Brano da leggere:
▼▼▼

Al posto delle racchette, violini e pianoforte. Quanto tennis c'è nella musica

Mario Leone
L'Orchestra e Coro di Santa Cecilia suonerà questa sera al Campo Centrale del Foro Italico a Roma la Nona Sinfonia di Beethoven per ribadire un concetto semplice: la musica si può e deve essere fatta ovunque.

Ricordo bene le prime lezioni di pianoforte. Ero poco più che un bambino. Occorre disciplina per potersi sedere di fronte alla tastiera zebrata. Le raccomandazioni del maestro sono chiare: “Studia ogni giorno, anche i giorni di festa”. “Fa’ gli esercizi di rilassamento, le quattro dita e le scale”. Nei pomeriggi pieni zeppi di cose da fare, tra compiti, catechismo e, appunto, il pianoforte, lo sport diventa un lusso quasi impossibile. Pallavolo no, ti massacra i polsi. Niente box: ti distrugge le mani, rischio infortuni troppo alto. Calcio: pericoloso per i piedi (“ma come non si suona con le mani il pianoforte? – mi chiedo – No! devi da subito imparare ad usare i pedali”, mi si dice) e in ogni caso, in porta, mai. Il tennis? Innominabile. Il gomito del tennista per un musicista è simile, per gravità, alla gastrite per un cuoco o all’alluce valgo per una fotomodella. Esclusi anche gli sport estremi, la danza classica e le discipline orientali, il ventaglio delle alternative spazia dalle bocce con il nonno agli scacchi con lo zio intellettuale.

▲▲▲

Compito assegnato: Trascrivi il passo dell'articolo su musica e tennis che comincia con "Al posto delle" e si chiude con "essere fatta ovunque.".

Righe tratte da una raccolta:

▼▼▼

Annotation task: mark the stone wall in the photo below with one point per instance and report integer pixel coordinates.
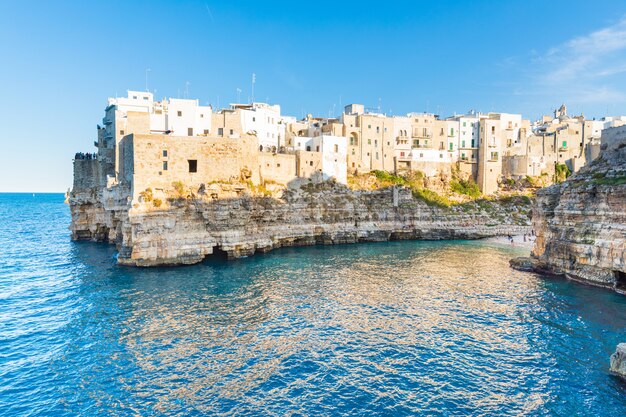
(278, 168)
(86, 174)
(160, 160)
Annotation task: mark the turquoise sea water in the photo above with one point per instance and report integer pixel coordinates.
(399, 328)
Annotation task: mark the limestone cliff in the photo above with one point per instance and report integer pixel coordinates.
(231, 219)
(581, 224)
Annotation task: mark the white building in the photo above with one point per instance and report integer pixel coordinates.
(334, 150)
(175, 116)
(265, 121)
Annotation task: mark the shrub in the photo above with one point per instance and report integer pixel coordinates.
(388, 177)
(561, 172)
(146, 195)
(430, 197)
(466, 187)
(179, 187)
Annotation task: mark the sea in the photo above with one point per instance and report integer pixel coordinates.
(405, 328)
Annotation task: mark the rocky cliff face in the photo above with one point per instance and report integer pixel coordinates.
(187, 229)
(581, 224)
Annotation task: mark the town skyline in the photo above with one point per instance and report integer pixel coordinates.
(307, 60)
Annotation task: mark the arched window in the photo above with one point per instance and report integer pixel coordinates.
(354, 139)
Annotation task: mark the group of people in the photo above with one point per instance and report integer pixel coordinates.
(82, 155)
(527, 237)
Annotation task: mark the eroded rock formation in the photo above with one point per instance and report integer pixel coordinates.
(581, 224)
(231, 219)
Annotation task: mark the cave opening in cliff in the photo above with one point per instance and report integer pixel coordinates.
(217, 255)
(620, 280)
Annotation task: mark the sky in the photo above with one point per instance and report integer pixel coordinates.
(59, 61)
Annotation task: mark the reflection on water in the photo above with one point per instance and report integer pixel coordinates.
(401, 328)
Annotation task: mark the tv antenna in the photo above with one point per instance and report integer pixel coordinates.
(147, 71)
(253, 81)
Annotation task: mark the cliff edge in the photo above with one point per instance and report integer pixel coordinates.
(184, 226)
(581, 224)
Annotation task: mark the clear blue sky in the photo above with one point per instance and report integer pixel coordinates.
(61, 60)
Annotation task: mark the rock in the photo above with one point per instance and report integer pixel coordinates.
(618, 360)
(581, 223)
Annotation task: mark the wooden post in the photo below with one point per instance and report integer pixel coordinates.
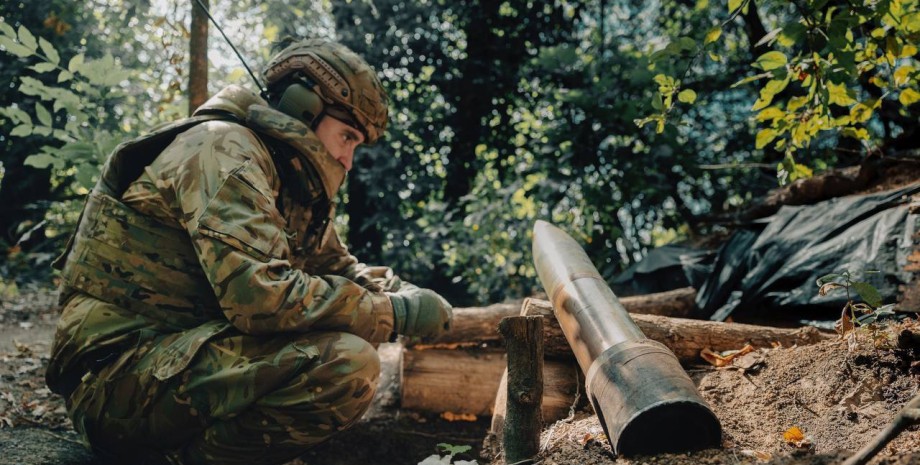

▲▲▲

Risultato del compito:
Al posto delle racchette, violini e pianoforte. Quanto tennis c'è nella musica

Mario Leone
L'Orchestra e Coro di Santa Cecilia suonerà questa sera al Campo Centrale del Foro Italico a Roma la Nona Sinfonia di Beethoven per ribadire un concetto semplice: la musica si può e deve essere fatta ovunque.